_THINGS TO DO:_
**1.** In the review, under which two constitutional provisions would Halley like courts to strike down the policy?
**2.** Reproduce the passage of the review between "Halley's discussion is" and "in homosexual acts?", inclusive.

_SELECTION:_
■ ■ ■ ■ ■ ■ ■
An obvious issue arises. Is the policy constitutional? In a brief discussion, Halley notes that the Constitution is taken to prevent government from punishing people for their "status" alone, and many of the constitutional challenges insist that discrimination has occurred "based on their status, not their conduct." But Halley thinks that this strategy "is an insult to the personal sexual dignity of most servicemember clients." She wants those who challenge the policy to accept, even to "revel in" the (hardly surprising) fact that "self-identified homosexuals do engage in more same-sex erotic conduct than those who identify otherwise." She would also like courts to strike down the policy under either the First Amendment or the Equal Protection Clause.

Courts might conclude, for example, that "the `don't tell' rules regulate speech according to its content, without excuse when the content itself--homosexual status--is expressly permitted." Or they could conclude "that it is irrational," and hence violative of the equal protection clause, "to protect against conduct-based harm to military effectiveness when homosexuals engage in the conduct but not when heterosexuals do, or when open homosexuals rather than closeted ones do it." More broadly, courts "could observe that unit cohesion, privacy in the barracks and the showers, and sexual tranquility are eroded, not promoted, by the policy's joint legitimation of servicemembers' homophobic sensibilities and of secretive homosexual presence in the military." Thus Halley simultaneously challenges a leading strategy of gay rights organizations (to contest the policy as "status" regulation) and urges courts to invalidate the policy on a variety of constitutional grounds.

 

This is a clear, careful, and illuminating account of the various shifts in the substance of the policy, and of who lost (mostly gay rights advocates and Clinton) and who gained (mostly supporters of the old policy). Halley also shows, quite convincingly, that while the new policy does not target status "alone," it is hopelessly inadequate to describe it as a regulation of conduct rather than status. Indeed, her discussion of the "propensity" issue is a tour de force. For anyone interested in the "don't ask, don't tell" policy, this is an excellent place to start. But there are problems.

Halley's discussion is very much focussed on public texts, and her analysis is above all a textual analysis, with comparatively little discussion of the real-world effects of the 1993 revisions and their predecessor. Owing to the limitations of her textual focus, I do not believe that Halley establishes her claim that the new policy is "much, much worse than its predecessor," or even worse at all. It is not easy to see how the new approach, or for that matter any approach, can be worse than one that requires discharge of anyone "who engages in, desires to engage in, or intends to engage in homosexual acts." Perhaps the new policy is more misleading, more deceptive, more unpredictable, more confusing; but is it really worse than a policy that requires discharge of anyone who desires or intends to engage in homosexual acts?
■ ■ ■ ■ ■ ■ ■
_GIVEN DATA:_
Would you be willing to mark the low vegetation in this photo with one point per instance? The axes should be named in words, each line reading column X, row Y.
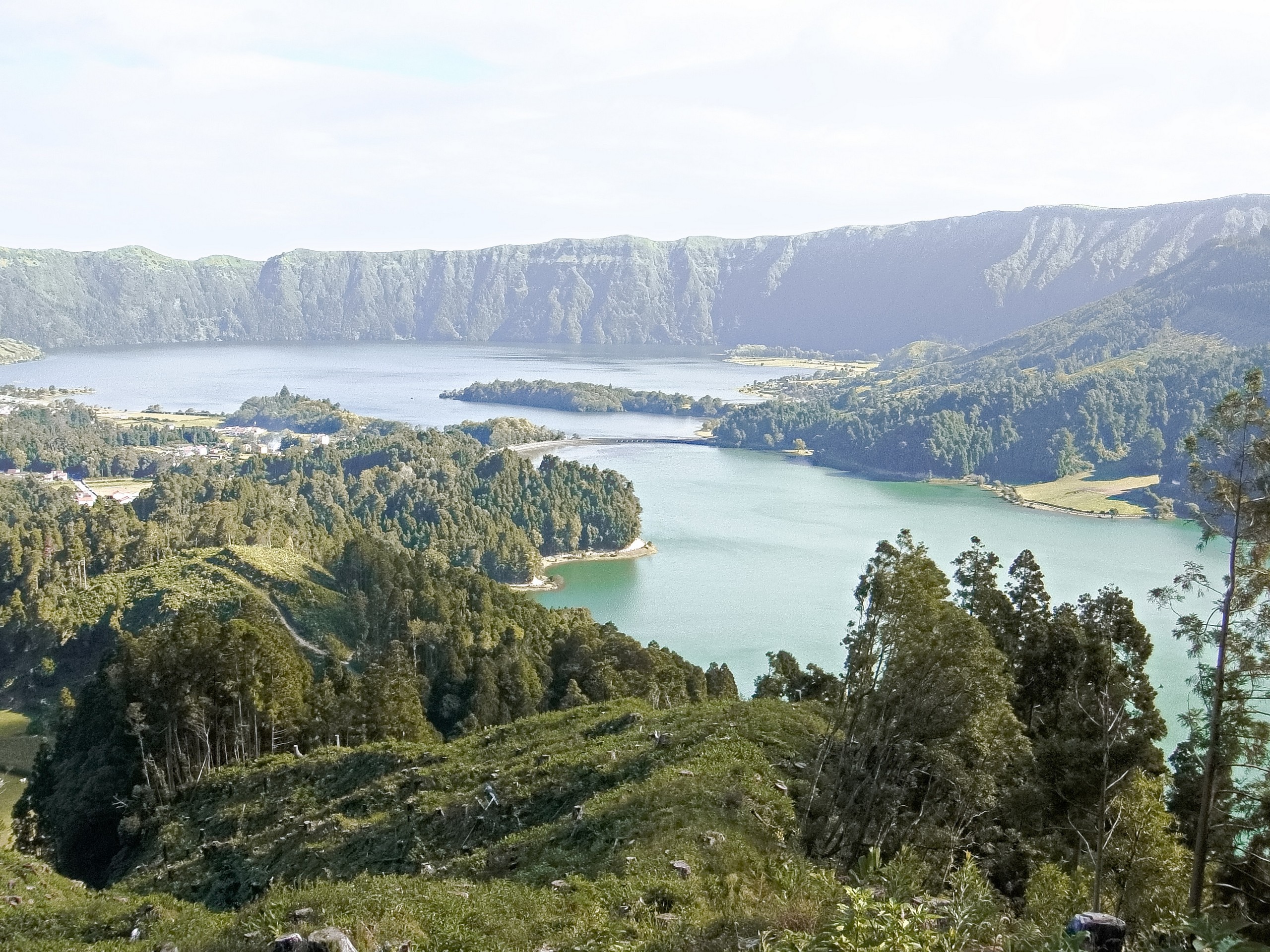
column 16, row 352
■ ■ ■ ■ ■ ■ ■
_THE RESULTS:_
**1.** The First Amendment or the Equal Protection Clause.

**2.**
Halley's discussion is very much focussed on public texts, and her analysis is above all a textual analysis, with comparatively little discussion of the real-world effects of the 1993 revisions and their predecessor. Owing to the limitations of her textual focus, I do not believe that Halley establishes her claim that the new policy is "much, much worse than its predecessor," or even worse at all. It is not easy to see how the new approach, or for that matter any approach, can be worse than one that requires discharge of anyone "who engages in, desires to engage in, or intends to engage in homosexual acts." Perhaps the new policy is more misleading, more deceptive, more unpredictable, more confusing; but is it really worse than a policy that requires discharge of anyone who desires or intends to engage in homosexual acts?